◆ **Task 1**: From the forum thread about a wife's spending, list each feeling that the poster who is now divorced says they experienced.
◆ **Task 2**:
Answer these questions using the forum thread about a wife's spending:
(a) What yearly income does the husband say he makes?
(b) How much did the divorced poster spend on Ebay in one month?
(c) Which income will go into the joint account?

Segment Start: Given passage

W
wacky_wonderful
Guest
I just discovered your post and have yet to read the other responses. Your wife is lonely and depressed, that’s why she spends, spends, spends. She wants you and your attention. Ask me how I know…
You make more than enough money WITHOUT any second job. You have no debt and an $800 mortgage on that salary? You should be able to put together a budget easily. Making her stick to it is another story. That can be accomplished by giving her a finite allowance.Wacky& Wonderful, i think you are dead on!! Everything you say is too a T!!! about my wife. She is very dependant on a man. Her goal in life was not too be a career women but to be a stay at home Mom. So how do you know!!
I would like to preace that to the previous posters, is we have no debt except for the house and no credit cards. So the bottom line is an income problem as she would say it. I make close to 55K/yr with a $800.00/house payment and we are struggling. To me that is just plain irresponsible. We should be just fine. I have taken the advice of some of the above posters and split the checking accounts. Have all my bonus income go to one account and that will pay all bills. While the base salary income will go into the joint account and pay for groceries, stuff for the baby etc. etc… That is only 24K. So as you can see there isn’t a whole lot there after basic necessities to go and waste money. I think this will solve the problem for the time being.
Wacky& Wonderful, i think you are dead on!! Everything you say is too a T!!! about my wife. She is very dependant on a man. Her goal in life was not too be a career women but to be a stay at home Mom. So how do you know!!
I know because I did the same thing. AND, I knew why I was doing it. But my ex just didn’t care. So, I’m now divorced and living below the poverty level, but I don’t spend foolishly now. Yes, I have a job. No, I am not receiving gov’t aid of any kind.
When it came time to empty out the house, I was amazed at the amount of stuff I had stored in the closets, stuff that I didn’t even know I had. I had forgotten about it. As the possibilty of divorce became more and more of a reality, my spending increased and in one month alone, I spent $300 just on Ebay.
We went to therapy, alone and as a couple. I felt insecure, invisible and definitely not loved. I wanted to try, he did not. You cannot make someone do that which they simply do not want to do. I was an employee, and I had a job to do. End of story. Don’t expect anything else. So I bought “things” to fill that void. There’s more to the story, but that’s a brief explanation of how I know what your wife is feeling.
Like they say about kids: they want your time, not things. Same thing goes for spouses.

Segment End: Given passage
Segment Start: Dataset records

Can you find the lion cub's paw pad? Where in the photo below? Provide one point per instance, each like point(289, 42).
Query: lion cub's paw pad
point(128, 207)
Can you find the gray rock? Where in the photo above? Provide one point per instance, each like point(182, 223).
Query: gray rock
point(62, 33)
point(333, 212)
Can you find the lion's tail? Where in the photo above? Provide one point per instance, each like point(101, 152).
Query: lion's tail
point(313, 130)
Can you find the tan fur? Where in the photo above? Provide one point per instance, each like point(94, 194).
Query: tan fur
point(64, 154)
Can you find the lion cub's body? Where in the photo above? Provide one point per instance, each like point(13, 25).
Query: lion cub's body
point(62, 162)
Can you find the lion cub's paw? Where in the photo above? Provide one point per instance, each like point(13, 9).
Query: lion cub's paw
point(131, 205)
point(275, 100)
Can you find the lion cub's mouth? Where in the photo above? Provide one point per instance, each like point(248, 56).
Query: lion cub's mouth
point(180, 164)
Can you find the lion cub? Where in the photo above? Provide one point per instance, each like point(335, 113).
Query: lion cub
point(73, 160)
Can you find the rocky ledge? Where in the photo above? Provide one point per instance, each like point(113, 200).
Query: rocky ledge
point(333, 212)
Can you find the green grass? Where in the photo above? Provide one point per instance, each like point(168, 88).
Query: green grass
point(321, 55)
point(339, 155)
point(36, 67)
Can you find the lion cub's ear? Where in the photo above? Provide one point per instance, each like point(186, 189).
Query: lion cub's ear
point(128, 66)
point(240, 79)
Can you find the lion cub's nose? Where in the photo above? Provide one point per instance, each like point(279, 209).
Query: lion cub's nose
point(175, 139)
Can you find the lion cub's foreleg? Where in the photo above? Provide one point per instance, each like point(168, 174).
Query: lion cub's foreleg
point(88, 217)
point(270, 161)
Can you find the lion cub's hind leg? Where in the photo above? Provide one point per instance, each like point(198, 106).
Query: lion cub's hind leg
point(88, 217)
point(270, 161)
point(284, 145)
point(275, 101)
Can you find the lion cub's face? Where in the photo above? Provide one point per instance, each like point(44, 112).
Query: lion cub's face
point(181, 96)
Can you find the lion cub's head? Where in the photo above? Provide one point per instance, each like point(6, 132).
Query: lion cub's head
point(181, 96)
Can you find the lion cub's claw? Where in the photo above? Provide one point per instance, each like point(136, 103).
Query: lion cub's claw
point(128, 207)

Segment End: Dataset records

◆ **Exercise response 1**:
- Insecure
- Invisible
- Not loved

◆ **Exercise response 2**:
(a) Close to 55K per year.
(b) $300.
(c) The base salary income.